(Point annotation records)

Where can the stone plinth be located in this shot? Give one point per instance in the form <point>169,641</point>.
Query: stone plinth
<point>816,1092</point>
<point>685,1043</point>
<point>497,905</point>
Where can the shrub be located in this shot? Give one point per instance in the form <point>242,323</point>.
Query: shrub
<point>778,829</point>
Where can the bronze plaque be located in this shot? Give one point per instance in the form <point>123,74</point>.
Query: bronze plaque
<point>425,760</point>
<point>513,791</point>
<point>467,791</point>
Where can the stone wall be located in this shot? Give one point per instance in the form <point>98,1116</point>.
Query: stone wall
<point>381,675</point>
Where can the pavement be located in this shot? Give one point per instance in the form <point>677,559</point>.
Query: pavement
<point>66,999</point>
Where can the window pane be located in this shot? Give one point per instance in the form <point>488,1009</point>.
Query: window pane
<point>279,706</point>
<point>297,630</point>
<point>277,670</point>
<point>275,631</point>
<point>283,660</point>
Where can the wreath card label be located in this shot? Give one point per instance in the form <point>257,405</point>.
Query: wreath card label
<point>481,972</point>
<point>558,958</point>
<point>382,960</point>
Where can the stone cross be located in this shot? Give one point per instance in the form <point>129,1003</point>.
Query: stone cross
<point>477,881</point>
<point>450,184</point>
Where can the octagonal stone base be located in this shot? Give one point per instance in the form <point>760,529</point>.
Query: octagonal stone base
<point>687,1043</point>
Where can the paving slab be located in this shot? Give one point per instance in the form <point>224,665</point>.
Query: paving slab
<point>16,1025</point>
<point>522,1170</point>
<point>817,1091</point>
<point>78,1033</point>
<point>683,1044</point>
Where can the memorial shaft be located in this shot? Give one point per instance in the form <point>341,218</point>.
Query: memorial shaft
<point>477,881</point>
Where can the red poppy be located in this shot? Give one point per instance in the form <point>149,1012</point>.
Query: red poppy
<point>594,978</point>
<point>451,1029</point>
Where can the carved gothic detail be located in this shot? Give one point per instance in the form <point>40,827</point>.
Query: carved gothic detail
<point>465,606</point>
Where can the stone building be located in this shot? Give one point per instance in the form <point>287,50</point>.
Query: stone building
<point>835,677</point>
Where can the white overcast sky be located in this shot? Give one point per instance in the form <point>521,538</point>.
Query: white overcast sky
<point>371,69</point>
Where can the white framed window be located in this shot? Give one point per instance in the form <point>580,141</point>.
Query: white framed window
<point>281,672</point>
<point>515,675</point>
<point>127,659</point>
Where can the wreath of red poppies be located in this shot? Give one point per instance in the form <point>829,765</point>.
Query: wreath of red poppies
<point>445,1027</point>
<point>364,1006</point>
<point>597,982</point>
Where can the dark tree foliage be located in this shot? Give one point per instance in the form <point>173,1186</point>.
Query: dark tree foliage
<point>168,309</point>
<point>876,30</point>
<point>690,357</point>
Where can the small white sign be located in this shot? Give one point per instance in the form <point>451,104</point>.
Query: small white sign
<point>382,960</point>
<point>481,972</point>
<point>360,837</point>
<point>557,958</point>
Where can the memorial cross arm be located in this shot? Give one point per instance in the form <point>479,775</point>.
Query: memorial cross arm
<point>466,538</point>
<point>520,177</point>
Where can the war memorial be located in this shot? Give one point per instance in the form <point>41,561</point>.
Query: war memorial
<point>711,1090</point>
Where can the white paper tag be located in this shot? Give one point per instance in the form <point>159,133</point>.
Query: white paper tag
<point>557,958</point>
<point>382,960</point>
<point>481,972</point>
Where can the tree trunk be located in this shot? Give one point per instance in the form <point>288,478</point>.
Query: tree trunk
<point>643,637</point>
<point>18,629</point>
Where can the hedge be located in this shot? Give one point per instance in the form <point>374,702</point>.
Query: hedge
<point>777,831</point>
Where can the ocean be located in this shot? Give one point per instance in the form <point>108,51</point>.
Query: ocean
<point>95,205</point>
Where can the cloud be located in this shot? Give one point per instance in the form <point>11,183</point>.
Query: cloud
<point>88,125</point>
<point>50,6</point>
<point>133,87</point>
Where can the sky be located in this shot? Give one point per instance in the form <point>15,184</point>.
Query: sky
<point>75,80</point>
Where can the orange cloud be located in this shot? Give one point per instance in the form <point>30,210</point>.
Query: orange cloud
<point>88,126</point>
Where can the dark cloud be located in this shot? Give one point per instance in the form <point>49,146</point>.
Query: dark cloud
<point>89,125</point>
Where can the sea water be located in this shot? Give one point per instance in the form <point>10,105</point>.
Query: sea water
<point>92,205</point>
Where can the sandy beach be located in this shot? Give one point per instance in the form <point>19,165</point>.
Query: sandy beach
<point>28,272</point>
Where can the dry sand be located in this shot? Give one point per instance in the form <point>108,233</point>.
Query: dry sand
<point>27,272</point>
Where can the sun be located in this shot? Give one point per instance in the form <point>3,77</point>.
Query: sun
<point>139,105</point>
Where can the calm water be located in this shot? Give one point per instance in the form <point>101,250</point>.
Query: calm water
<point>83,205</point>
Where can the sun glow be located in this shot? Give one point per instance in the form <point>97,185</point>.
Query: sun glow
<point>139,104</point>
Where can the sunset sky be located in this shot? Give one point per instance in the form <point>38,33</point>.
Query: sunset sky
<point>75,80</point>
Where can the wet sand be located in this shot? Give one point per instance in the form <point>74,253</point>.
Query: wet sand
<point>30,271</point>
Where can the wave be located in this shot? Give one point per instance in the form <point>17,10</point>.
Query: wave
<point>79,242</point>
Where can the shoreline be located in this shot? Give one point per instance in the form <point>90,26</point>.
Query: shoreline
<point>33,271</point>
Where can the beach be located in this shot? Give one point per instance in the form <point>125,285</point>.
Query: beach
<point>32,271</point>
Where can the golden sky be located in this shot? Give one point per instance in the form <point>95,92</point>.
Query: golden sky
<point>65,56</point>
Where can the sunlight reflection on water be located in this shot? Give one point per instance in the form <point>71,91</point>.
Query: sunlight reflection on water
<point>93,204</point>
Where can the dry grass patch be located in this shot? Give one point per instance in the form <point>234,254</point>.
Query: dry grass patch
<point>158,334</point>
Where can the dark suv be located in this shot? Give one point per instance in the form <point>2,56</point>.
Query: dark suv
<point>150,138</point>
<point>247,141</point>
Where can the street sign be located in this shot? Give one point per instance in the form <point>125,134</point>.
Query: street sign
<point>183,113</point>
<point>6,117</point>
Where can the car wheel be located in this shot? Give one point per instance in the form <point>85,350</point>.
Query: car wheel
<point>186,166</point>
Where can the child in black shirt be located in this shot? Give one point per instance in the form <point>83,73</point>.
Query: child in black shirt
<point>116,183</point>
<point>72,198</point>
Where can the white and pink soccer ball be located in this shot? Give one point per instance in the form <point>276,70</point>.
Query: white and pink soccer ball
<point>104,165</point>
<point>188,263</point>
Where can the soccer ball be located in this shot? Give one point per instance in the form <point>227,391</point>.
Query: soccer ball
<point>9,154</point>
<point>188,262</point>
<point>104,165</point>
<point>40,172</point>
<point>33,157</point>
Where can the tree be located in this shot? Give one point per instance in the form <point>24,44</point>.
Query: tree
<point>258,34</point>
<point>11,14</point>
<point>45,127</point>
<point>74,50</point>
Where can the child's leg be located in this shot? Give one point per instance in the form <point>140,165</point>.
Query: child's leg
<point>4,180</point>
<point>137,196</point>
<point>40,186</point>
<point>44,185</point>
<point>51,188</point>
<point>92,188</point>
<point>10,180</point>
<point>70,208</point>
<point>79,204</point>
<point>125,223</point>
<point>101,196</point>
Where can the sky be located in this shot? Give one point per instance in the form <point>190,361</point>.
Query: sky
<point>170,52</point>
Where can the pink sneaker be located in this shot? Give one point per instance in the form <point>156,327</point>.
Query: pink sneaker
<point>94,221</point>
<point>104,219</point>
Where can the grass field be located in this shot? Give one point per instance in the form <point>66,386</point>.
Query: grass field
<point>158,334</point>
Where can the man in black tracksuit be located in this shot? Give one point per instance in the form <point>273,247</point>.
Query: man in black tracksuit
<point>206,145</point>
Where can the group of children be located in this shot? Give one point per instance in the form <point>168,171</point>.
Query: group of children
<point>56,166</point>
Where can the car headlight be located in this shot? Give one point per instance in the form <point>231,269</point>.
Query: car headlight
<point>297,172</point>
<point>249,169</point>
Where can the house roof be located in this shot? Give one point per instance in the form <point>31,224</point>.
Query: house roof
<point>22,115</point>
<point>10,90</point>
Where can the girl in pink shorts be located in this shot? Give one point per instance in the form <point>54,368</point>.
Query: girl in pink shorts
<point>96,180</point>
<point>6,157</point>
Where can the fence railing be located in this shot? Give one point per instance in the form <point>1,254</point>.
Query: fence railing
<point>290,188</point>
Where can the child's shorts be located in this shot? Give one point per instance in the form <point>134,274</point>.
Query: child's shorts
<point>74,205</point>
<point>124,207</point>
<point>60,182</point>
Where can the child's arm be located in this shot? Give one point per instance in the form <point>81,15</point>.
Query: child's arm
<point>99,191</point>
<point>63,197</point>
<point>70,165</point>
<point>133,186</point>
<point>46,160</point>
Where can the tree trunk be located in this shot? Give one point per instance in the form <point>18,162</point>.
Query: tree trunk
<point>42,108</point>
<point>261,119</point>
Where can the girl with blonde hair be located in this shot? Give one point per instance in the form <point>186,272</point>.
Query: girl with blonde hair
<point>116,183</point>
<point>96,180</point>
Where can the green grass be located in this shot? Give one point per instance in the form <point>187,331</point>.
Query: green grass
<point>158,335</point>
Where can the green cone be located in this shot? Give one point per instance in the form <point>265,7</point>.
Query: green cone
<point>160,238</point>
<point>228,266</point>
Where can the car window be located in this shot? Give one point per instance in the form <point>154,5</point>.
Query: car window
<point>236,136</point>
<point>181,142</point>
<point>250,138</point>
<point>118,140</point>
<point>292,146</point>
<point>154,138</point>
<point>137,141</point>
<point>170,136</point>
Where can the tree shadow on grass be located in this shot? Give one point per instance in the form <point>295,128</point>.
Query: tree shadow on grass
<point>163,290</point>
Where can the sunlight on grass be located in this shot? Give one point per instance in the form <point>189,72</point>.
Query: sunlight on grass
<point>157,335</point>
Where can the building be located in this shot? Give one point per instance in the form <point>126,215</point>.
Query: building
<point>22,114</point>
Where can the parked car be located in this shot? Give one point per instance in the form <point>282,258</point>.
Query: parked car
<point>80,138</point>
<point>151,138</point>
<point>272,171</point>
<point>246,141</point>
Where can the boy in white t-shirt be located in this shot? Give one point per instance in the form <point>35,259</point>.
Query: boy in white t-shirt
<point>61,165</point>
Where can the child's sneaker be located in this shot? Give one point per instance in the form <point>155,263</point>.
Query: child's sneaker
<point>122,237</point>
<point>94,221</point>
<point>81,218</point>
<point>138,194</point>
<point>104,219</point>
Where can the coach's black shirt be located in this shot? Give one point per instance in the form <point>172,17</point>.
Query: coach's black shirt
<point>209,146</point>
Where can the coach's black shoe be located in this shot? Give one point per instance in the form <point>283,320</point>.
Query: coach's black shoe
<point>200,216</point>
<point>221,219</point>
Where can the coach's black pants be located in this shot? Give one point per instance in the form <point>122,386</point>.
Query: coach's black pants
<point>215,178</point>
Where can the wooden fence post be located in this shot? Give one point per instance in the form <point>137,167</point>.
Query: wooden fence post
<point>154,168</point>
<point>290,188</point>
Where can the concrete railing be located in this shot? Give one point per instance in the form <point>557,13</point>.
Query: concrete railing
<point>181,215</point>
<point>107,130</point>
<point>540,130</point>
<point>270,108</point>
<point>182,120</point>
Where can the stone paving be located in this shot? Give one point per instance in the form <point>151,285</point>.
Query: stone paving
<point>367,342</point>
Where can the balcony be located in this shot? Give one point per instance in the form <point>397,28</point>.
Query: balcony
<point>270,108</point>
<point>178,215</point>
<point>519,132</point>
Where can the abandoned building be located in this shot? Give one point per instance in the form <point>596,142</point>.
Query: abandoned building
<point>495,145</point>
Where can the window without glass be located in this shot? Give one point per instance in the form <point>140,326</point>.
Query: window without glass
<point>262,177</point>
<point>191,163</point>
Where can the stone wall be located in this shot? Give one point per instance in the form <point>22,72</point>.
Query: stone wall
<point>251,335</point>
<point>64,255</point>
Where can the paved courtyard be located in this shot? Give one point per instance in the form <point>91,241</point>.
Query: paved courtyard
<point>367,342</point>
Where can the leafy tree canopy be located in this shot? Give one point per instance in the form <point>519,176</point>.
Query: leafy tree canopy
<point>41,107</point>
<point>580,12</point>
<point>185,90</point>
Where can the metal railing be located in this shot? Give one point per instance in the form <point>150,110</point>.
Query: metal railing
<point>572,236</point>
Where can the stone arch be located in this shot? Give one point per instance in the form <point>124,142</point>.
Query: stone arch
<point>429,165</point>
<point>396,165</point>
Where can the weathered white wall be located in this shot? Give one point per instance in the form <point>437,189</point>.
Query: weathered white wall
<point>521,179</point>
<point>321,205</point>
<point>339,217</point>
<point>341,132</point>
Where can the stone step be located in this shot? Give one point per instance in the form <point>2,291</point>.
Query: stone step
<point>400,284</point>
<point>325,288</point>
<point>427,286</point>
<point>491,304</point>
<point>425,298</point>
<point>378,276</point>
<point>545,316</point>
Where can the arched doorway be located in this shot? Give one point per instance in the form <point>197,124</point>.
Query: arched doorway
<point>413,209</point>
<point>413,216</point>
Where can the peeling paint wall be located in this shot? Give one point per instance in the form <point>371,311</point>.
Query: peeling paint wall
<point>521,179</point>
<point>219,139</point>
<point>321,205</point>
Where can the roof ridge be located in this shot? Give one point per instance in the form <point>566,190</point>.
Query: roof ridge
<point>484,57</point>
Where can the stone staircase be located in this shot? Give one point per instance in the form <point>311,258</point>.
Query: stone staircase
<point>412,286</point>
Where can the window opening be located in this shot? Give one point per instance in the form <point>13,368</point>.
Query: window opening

§ **Exercise details**
Lay out the lines from the one containing "Where can the parked" through the one containing "<point>209,146</point>" as a numbered list, leaving out blank lines.

§ **Answer to the exercise**
1. Where can the parked car be located in this shot? Give one point per instance in the form <point>282,258</point>.
2. Query: parked car
3. <point>80,138</point>
4. <point>151,138</point>
5. <point>272,171</point>
6. <point>246,141</point>
7. Where can the boy in white t-shirt be located in this shot? Give one point per instance in the form <point>35,259</point>.
8. Query: boy in white t-shirt
9. <point>61,165</point>
10. Where can the child's sneaker be located in this shot? Give one point per instance in the form <point>155,263</point>.
11. Query: child's sneaker
12. <point>122,237</point>
13. <point>94,221</point>
14. <point>81,218</point>
15. <point>138,194</point>
16. <point>104,219</point>
17. Where can the coach's black shirt be located in this shot? Give one point per instance in the form <point>172,17</point>.
18. Query: coach's black shirt
19. <point>209,146</point>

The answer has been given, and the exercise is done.